Start of Records shown
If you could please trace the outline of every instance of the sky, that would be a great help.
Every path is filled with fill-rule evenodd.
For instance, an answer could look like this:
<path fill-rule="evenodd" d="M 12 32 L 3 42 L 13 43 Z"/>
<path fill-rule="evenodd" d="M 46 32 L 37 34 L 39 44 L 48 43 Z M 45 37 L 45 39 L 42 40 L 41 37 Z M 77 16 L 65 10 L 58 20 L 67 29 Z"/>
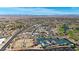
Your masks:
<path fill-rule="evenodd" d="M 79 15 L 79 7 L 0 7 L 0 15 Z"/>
End of Records shown
Start of Records shown
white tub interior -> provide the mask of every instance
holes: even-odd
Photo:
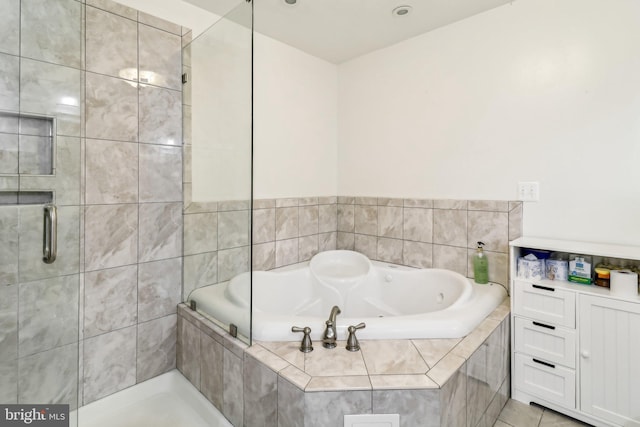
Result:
End of Records shown
Start of Records shown
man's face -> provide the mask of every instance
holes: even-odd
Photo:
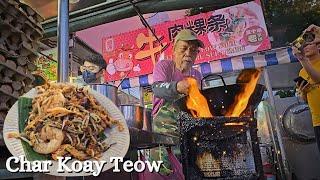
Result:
End of Records shown
▸ Problem description
Reproduce exactly the lines above from the line with "If you could" to the line with "12 32 L 3 42", including both, and add nothing.

▸ The completed task
If you could please trace the outline of every instance of the sky, that would be a great help.
Every path is filled with fill-rule evenodd.
For instance, an answer could look like this:
<path fill-rule="evenodd" d="M 12 32 L 3 42 L 13 43 Z"/>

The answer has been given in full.